■ What is being asked ■
Repeat the passage of the appeals court opinion between "LYNCH, Circuit Judge." and "of dispute resolution.", inclusive, word for word.

■ Document ■
================
United States Court of Appeals
For the First Circuit
Nos. 20-1641
20-1692
AMERICAN INSTITUTE FOR FOREIGN STUDY, INC., d/b/a Au Pair in
America; WILLIAM L. GERTZ,
Plaintiffs, Appellees/Cross-Appellants,
v.
LAURA FERNANDEZ-JIMENEZ,
Defendant, Appellant/Cross-Appellee.
APPEALS FROM THE UNITED STATES DISTRICT COURT
FOR THE DISTRICT OF MASSACHUSETTS
[Hon. Nathaniel M. Gorton, U.S. District Judge]
Before
Lynch and Kayatta, Circuit Judges,
and Laplante,* District Judge.
Nicholas J. Rosenberg, with whom Gardner & Rosenberg P.C. was
on brief, for appellant/cross-appellee.
Robert M. Tucker, with whom Patrick M. Curran, Jr., Stephen
J. Macri, and Ogletree, Deakins, Nash, Smoak & Stewart, P.C. were
on brief, for appellee/cross-appellant.
July 9, 2021
* Of the District of New Hampshire, sitting by designation.
LYNCH, Circuit Judge. The American Institute for
Foreign Study, Inc. (the "Institute") places au pairs with host
families in the United States. In 2018, it entered a contract
(the "Agreement") with Laura Fernandez-Jimenez, an au pair from
Spain, which required the parties to arbitrate their disputes and
waived their rights to other forms of dispute resolution.
================
Excerpts of location labeling data
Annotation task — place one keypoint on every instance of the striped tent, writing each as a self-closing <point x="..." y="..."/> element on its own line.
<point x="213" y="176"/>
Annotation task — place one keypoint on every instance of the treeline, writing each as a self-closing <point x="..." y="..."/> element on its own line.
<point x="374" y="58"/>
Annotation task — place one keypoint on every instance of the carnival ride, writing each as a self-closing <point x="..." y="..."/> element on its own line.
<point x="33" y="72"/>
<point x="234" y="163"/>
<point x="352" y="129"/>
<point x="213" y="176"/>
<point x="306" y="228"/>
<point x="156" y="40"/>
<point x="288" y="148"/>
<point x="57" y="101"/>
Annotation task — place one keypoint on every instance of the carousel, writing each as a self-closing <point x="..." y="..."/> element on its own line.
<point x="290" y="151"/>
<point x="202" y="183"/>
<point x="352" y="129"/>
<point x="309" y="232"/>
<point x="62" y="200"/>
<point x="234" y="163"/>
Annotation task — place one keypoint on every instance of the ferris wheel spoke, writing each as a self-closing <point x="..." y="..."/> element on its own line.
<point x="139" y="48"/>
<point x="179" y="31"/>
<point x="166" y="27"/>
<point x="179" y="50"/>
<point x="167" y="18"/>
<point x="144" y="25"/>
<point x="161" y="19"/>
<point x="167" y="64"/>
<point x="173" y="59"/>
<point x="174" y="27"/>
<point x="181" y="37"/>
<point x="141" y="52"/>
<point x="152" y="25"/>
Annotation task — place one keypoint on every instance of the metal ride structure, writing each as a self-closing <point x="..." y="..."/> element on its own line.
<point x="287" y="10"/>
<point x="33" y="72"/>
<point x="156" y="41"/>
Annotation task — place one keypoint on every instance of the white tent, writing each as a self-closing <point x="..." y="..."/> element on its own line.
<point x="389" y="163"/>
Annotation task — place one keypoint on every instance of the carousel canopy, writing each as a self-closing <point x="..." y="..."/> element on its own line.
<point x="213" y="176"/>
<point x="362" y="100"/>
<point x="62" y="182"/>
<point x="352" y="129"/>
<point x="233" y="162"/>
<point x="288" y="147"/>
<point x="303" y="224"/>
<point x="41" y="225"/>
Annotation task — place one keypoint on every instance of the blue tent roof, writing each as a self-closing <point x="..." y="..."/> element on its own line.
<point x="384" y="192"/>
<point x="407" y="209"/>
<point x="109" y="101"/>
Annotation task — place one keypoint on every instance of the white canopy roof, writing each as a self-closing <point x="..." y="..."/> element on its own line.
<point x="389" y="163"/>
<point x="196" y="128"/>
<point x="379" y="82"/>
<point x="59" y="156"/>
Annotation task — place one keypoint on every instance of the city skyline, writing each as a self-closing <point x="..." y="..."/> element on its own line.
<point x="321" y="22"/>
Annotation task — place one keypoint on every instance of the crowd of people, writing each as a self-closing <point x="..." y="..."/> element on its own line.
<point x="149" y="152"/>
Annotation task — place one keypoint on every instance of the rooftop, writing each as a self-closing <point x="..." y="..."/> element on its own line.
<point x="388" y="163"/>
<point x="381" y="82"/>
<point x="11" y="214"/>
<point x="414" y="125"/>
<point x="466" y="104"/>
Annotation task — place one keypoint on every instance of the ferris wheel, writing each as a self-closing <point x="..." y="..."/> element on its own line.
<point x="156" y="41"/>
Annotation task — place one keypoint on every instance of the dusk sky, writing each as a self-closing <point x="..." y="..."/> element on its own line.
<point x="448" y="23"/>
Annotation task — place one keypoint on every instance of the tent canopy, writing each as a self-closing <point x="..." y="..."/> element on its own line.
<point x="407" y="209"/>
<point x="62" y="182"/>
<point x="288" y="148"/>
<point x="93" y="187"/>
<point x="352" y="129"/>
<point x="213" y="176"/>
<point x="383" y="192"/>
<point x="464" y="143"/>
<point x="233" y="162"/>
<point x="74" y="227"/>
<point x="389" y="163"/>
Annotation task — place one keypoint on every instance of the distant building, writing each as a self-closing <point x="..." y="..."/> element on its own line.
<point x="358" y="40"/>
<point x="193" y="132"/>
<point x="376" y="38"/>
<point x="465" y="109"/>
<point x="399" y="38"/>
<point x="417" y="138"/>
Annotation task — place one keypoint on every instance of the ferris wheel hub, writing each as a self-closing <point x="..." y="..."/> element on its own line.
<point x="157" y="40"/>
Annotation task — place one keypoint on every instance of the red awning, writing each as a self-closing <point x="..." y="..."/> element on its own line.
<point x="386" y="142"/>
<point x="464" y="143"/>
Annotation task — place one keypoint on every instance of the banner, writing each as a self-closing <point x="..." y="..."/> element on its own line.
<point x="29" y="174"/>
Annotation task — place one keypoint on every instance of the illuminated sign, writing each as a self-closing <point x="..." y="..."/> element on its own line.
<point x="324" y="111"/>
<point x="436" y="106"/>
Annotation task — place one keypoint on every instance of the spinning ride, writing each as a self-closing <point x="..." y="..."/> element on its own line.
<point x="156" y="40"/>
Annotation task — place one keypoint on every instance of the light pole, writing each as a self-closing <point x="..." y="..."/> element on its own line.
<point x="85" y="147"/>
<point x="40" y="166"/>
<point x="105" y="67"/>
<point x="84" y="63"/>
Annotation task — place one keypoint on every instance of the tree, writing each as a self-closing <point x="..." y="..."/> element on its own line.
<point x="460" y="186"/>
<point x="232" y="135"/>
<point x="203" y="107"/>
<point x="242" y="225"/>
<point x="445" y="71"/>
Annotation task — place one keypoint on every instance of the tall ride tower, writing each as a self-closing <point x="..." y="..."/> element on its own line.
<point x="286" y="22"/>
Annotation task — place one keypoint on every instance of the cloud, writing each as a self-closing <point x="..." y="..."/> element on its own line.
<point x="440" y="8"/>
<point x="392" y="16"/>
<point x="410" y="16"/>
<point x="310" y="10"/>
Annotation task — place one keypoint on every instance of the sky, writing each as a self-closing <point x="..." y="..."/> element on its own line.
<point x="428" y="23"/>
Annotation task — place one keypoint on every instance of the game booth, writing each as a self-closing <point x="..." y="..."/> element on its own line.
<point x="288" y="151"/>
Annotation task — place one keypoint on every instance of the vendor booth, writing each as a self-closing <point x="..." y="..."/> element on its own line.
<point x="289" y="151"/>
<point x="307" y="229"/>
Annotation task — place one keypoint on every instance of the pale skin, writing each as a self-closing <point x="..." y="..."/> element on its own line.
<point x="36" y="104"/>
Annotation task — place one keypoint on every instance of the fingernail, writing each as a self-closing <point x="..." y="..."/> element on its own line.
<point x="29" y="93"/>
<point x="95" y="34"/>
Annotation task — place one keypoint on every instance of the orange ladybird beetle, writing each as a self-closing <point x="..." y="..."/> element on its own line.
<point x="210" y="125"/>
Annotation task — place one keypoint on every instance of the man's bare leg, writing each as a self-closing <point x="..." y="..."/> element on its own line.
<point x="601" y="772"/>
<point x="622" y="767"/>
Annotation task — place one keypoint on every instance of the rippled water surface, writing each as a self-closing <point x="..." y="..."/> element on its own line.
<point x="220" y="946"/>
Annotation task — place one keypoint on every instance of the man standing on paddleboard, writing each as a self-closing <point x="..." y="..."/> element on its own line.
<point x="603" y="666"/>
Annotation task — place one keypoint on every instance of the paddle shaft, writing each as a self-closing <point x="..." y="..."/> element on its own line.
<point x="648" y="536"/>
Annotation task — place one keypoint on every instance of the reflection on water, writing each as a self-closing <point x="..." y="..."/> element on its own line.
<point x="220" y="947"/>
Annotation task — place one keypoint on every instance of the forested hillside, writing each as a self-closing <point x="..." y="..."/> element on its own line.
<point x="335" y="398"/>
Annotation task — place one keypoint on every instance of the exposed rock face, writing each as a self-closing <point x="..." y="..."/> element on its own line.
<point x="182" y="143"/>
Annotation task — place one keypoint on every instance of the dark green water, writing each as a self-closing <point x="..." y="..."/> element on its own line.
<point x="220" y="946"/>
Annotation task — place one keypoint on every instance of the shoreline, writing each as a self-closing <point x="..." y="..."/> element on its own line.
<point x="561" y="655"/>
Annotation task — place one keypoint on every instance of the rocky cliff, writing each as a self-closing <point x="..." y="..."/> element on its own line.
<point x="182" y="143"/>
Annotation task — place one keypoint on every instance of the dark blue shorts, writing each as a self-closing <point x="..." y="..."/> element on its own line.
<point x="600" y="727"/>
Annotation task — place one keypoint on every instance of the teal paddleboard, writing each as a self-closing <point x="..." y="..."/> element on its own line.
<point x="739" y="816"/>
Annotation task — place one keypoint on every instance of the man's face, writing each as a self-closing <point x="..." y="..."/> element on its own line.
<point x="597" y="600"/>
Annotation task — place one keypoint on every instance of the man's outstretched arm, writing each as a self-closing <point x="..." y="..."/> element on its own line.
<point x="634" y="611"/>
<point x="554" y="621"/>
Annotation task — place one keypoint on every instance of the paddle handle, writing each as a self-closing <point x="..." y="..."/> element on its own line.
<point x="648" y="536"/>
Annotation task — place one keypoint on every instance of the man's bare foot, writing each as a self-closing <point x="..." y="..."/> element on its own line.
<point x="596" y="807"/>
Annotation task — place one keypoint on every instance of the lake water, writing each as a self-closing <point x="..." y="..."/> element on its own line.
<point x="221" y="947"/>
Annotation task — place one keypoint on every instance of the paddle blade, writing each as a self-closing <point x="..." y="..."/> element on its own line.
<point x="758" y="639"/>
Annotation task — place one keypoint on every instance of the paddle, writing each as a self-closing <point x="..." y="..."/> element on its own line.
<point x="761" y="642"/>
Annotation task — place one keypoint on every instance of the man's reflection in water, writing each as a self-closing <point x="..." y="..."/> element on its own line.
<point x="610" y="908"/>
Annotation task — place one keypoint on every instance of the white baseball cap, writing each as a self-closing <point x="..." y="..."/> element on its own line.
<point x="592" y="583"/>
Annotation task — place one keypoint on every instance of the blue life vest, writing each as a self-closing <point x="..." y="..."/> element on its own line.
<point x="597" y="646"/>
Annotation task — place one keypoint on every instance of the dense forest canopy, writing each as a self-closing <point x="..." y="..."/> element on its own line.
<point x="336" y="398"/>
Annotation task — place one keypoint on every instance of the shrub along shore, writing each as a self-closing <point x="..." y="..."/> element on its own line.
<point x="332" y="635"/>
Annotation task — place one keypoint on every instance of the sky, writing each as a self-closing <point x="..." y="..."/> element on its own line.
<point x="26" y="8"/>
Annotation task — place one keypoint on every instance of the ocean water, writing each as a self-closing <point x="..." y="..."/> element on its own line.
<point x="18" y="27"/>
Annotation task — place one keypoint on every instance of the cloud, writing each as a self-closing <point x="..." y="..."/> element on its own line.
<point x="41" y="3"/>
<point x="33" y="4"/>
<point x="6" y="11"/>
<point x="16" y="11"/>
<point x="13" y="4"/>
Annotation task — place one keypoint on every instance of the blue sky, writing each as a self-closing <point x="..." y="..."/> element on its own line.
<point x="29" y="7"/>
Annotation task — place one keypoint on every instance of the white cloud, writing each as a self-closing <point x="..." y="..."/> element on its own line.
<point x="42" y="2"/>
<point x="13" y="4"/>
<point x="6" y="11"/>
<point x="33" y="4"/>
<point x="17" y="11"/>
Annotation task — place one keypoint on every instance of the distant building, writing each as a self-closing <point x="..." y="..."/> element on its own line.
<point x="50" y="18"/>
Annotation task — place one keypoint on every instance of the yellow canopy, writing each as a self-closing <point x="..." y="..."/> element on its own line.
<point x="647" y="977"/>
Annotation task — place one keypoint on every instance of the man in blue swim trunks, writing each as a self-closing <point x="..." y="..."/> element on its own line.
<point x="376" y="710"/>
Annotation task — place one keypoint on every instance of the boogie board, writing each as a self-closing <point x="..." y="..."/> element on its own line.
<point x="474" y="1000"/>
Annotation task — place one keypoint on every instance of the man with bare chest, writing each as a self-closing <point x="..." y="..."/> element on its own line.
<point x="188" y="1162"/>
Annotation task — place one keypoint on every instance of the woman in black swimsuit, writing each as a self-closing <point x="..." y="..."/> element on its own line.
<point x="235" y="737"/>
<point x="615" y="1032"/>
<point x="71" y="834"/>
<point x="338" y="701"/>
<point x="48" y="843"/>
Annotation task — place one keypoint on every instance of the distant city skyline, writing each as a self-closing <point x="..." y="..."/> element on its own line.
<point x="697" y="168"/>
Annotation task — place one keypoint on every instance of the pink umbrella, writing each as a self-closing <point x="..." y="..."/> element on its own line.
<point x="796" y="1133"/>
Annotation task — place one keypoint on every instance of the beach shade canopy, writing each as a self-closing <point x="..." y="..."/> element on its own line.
================
■ Written response ■
LYNCH, Circuit Judge. The American Institute for
Foreign Study, Inc. (the "Institute") places au pairs with host
families in the United States. In 2018, it entered a contract
(the "Agreement") with Laura Fernandez-Jimenez, an au pair from
Spain, which required the parties to arbitrate their disputes and
waived their rights to other forms of dispute resolution.